### Problem requirements
Please output each entry in the material beneath exactly as shown.

(Data section)

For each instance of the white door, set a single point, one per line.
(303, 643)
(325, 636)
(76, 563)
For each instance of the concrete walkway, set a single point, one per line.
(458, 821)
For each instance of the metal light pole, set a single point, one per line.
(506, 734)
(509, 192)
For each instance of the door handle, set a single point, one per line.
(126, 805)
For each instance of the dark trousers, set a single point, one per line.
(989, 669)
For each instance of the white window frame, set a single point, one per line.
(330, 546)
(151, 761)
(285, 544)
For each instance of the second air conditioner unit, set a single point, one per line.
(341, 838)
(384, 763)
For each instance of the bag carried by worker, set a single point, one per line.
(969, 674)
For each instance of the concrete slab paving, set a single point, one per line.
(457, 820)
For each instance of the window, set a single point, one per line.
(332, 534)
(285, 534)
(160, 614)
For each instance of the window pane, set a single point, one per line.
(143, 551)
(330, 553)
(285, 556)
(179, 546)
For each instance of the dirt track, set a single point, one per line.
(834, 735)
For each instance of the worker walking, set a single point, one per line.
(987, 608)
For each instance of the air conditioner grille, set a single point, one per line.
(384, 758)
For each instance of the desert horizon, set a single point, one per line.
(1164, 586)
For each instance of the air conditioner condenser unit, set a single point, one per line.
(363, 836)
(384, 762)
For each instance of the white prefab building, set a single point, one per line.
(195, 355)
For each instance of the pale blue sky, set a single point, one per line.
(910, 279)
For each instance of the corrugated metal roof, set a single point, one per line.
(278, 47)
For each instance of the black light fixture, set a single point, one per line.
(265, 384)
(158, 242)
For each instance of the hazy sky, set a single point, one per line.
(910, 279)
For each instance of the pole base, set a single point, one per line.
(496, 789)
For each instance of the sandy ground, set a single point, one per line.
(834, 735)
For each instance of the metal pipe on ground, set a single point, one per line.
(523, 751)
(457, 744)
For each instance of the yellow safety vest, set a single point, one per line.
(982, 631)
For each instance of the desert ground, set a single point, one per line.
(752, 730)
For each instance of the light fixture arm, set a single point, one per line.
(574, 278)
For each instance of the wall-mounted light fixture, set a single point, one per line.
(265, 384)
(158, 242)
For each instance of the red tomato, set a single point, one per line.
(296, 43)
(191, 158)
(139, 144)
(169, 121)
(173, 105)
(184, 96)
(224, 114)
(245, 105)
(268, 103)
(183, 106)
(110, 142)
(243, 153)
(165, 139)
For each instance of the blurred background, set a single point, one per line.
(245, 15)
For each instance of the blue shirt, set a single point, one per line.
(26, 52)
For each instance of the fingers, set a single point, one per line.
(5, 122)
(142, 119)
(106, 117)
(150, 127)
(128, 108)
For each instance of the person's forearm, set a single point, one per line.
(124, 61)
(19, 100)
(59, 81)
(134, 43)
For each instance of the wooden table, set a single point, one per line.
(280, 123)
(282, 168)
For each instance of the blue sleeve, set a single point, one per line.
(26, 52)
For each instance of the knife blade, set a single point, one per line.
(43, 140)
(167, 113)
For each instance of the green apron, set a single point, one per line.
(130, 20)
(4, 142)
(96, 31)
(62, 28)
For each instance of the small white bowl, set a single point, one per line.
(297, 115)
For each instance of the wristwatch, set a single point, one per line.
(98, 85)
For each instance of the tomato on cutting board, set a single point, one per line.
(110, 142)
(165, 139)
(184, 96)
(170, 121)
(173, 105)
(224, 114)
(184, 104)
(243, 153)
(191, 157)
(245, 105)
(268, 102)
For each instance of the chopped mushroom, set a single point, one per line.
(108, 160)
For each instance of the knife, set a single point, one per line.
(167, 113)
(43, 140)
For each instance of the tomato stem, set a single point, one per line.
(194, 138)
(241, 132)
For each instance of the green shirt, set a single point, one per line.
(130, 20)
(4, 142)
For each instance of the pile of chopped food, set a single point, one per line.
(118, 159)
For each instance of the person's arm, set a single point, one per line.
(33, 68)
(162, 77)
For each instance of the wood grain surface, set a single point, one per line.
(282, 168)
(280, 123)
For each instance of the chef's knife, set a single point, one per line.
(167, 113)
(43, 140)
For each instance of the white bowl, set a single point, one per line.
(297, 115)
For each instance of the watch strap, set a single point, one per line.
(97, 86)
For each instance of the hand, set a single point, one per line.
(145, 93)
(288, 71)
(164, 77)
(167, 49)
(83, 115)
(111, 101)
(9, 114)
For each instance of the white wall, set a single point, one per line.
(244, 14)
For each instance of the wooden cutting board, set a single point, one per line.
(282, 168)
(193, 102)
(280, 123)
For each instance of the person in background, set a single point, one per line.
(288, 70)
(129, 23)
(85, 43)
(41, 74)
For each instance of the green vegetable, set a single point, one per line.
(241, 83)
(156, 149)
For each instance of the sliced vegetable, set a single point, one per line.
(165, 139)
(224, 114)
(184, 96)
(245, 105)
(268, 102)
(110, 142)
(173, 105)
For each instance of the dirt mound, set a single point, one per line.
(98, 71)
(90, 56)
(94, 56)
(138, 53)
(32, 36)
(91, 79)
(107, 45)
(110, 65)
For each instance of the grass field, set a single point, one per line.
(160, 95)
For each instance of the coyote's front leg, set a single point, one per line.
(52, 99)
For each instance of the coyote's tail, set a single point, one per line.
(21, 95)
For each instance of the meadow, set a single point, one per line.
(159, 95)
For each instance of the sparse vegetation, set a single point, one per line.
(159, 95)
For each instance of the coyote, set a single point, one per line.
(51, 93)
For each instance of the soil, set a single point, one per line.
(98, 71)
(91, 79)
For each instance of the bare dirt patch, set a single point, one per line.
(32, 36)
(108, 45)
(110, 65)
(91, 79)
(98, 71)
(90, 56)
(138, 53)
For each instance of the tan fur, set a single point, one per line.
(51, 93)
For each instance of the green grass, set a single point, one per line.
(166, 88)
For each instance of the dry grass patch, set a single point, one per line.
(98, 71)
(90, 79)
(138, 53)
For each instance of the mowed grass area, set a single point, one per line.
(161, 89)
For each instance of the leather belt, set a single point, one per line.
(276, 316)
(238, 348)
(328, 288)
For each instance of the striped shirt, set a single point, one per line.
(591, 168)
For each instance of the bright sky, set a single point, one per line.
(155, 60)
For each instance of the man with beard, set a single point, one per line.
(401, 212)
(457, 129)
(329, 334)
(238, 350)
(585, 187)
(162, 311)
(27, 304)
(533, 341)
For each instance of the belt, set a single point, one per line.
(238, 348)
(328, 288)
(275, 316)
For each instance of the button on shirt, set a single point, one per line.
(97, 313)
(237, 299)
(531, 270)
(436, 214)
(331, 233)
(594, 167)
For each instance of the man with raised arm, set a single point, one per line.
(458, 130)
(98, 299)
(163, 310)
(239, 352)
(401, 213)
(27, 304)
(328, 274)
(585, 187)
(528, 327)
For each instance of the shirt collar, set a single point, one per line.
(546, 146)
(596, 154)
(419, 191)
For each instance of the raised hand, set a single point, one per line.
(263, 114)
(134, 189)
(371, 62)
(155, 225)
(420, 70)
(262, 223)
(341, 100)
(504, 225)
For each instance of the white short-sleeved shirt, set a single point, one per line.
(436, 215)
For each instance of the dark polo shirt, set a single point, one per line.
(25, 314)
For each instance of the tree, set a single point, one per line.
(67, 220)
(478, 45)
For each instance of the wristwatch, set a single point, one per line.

(End Data section)

### Result of the exercise
For each instance of the white door, set a single point, one per line.
(303, 643)
(325, 636)
(76, 563)
For each instance of the concrete walkway, set a single point, one per line.
(458, 821)
For each instance of the metal light pole, set a single point, one per line.
(506, 734)
(509, 192)
For each instance of the door handle, set a single point, one per line.
(126, 805)
For each instance of the dark trousers, set a single point, one per line.
(989, 669)
For each instance of the white window frame, set a single point, one per line.
(330, 546)
(151, 761)
(285, 544)
For each instance of the second air conditioner unit, set a single point, one per line.
(341, 838)
(384, 763)
For each instance of the bag carried by worker, set a single point, one per line.
(969, 674)
For each instance of the concrete slab paving, set a single point, one per line.
(457, 820)
For each instance of the window, set a single point, one per line.
(332, 534)
(285, 534)
(160, 614)
For each instance of the window pane, set a single point, one per line.
(143, 551)
(330, 553)
(285, 556)
(179, 546)
For each instance of the dirt track, set a single point, one per line.
(834, 735)
For each instance of the worker walking, set a single point, one per line.
(987, 608)
For each instance of the air conditioner grille, set a single point, one per line.
(384, 758)
For each instance of the desert horizon, set a single point, one per line.
(1164, 586)
For each instance of the air conditioner condenser unit, set a single point, one per line.
(363, 836)
(384, 762)
For each instance of the white prefab building, set a single point, one per line.
(195, 355)
For each instance of the pale blue sky, set a single point, one per line.
(910, 279)
For each instance of the corrugated metal roof, set a single point, one per line.
(278, 47)
For each instance of the black light fixture, set a single point, one per line.
(265, 384)
(158, 242)
For each instance of the hazy sky, set a single point, one per line.
(910, 279)
For each instance of the pole base, set a single point, one per line.
(496, 789)
For each instance of the sandy ground, set a single point, one per line.
(834, 735)
For each instance of the metal pipe on ground, set a single point, one per line.
(523, 751)
(457, 744)
For each instance of the yellow safety vest, set a single point, one per line.
(982, 631)
For each instance of the desert ground, set a single point, one per line.
(752, 730)
For each instance of the light fixture arm, set a single point, one per line.
(574, 278)
For each instance of the wall-mounted light fixture, set a single point, one per line.
(265, 384)
(158, 242)
For each instance of the red tomato, set a single point, one per line.
(296, 43)
(191, 158)
(139, 144)
(169, 121)
(173, 105)
(184, 96)
(224, 114)
(245, 105)
(268, 103)
(183, 106)
(110, 142)
(243, 153)
(165, 139)
For each instance of the blurred background, set a single point, one per line.
(245, 15)
For each instance of the blue shirt, set a single point, one per line.
(26, 52)
For each instance of the fingers, set a single point, one per line.
(5, 122)
(142, 119)
(106, 117)
(150, 127)
(128, 108)
For each instance of the person's forearm, set a single point, one per line.
(124, 61)
(19, 100)
(59, 81)
(134, 43)
For each instance of the wooden table, set a single point, one per line.
(280, 123)
(282, 168)
For each instance of the blue sleeve, set a single point, one per line.
(26, 52)
For each instance of the knife blade, set a single point, one per line.
(43, 140)
(167, 113)
For each instance of the green apron, set a single point, one per line.
(130, 20)
(4, 142)
(96, 31)
(62, 28)
For each instance of the small white bowl, set a single point, one per line.
(297, 115)
For each instance of the wristwatch, set a single point, one per line.
(98, 85)
For each instance of the tomato on cutting board, set a single point, one per line.
(110, 142)
(165, 139)
(184, 96)
(170, 121)
(173, 105)
(224, 114)
(184, 104)
(243, 153)
(191, 157)
(245, 105)
(268, 102)
For each instance of the chopped mushroom, set a single point, one per line.
(108, 160)
For each instance of the knife, set a single point, one per line.
(167, 113)
(43, 140)
For each instance of the tomato stem, set a single point, one per line.
(194, 138)
(241, 132)
For each instance of the green shirt, set a single point, one per line.
(130, 20)
(4, 142)
For each instance of the pile of chopped food, set a single point, one per line.
(118, 159)
For each instance of the person's arm, set a single point, one per line.
(33, 68)
(162, 77)
For each instance of the wood grain surface, set a single point, one per line.
(282, 168)
(280, 123)
For each instance of the chef's knife, set a single point, one per line.
(167, 113)
(43, 140)
For each instance of the white bowl, set a single point, one per line.
(297, 115)
For each instance of the watch strap, set a single point, one per line.
(97, 86)
For each instance of the hand, set a single point, one per line.
(145, 93)
(288, 71)
(164, 77)
(167, 49)
(83, 115)
(111, 101)
(9, 114)
For each instance of the white wall, set a single point, one per line.
(244, 14)
For each instance of the wooden cutting board, set a single point, one per line.
(282, 168)
(193, 102)
(280, 123)
For each instance of the person in background, set a single point, one per line.
(288, 70)
(129, 23)
(85, 43)
(41, 74)
For each instance of the green vegetable, set a single point, one per line.
(241, 83)
(156, 149)
For each instance of the sliced vegetable, set a single point, one per line.
(165, 139)
(224, 114)
(184, 96)
(245, 105)
(268, 102)
(110, 142)
(173, 105)
For each instance of the dirt mound, set a single point, one per line.
(98, 71)
(90, 56)
(94, 56)
(138, 53)
(32, 36)
(91, 79)
(107, 45)
(110, 65)
For each instance of the grass field, set a single point, one per line.
(160, 95)
For each instance of the coyote's front leg, set a single point, one per line.
(52, 99)
For each instance of the coyote's tail, set a single point, one per line.
(21, 95)
For each instance of the meadow, set a single point, one per line.
(159, 95)
For each instance of the sparse vegetation, set a single point, one per line.
(159, 95)
For each instance of the coyote, set a single point, one per line.
(51, 93)
For each instance of the soil, set a single point, one per line.
(98, 71)
(91, 79)
For each instance of the bare dirt patch, set a single point, one per line.
(32, 36)
(108, 45)
(110, 65)
(91, 79)
(98, 71)
(90, 56)
(138, 53)
For each instance of the tan fur, set a single point, one per line.
(51, 93)
For each instance of the green grass, set a single point, one per line.
(166, 88)
For each instance of the dry grass patch, set a single point, one per line.
(98, 71)
(90, 79)
(138, 53)
For each instance of the mowed grass area, set a single point, one per line.
(161, 89)
For each instance of the leather belt, set a single point, one per line.
(276, 316)
(238, 348)
(328, 288)
For each instance of the striped shirt, set a single point, one per line.
(591, 168)
For each instance of the bright sky, set a single point, one per line.
(155, 60)
For each instance of the man with beard, set a single point, one per line.
(401, 212)
(457, 129)
(329, 334)
(238, 350)
(585, 187)
(162, 311)
(27, 304)
(533, 341)
For each instance of the belt, set a single point, one per line.
(238, 348)
(328, 288)
(275, 316)
For each instance of the button on shirt, set a single point, one per line.
(97, 313)
(237, 299)
(531, 270)
(436, 214)
(331, 233)
(594, 167)
For each instance of the man with raised arm, set a single point, one per line.
(458, 130)
(98, 299)
(163, 310)
(239, 352)
(401, 213)
(27, 304)
(328, 274)
(585, 187)
(528, 327)
For each instance of the shirt collar, set a single point, one per line.
(546, 146)
(596, 154)
(419, 191)
For each instance of the raised hand, set a single point, one per line.
(263, 114)
(134, 189)
(371, 62)
(155, 225)
(420, 70)
(262, 223)
(341, 100)
(504, 225)
For each instance of the white short-sleeved shirt, set a single point, one per line.
(436, 215)
For each instance of the dark polo shirt, set a single point, one per line.
(25, 314)
For each instance of the tree, set a single point, one per line.
(67, 220)
(478, 45)
For each instance of the wristwatch, set a single point, one per line.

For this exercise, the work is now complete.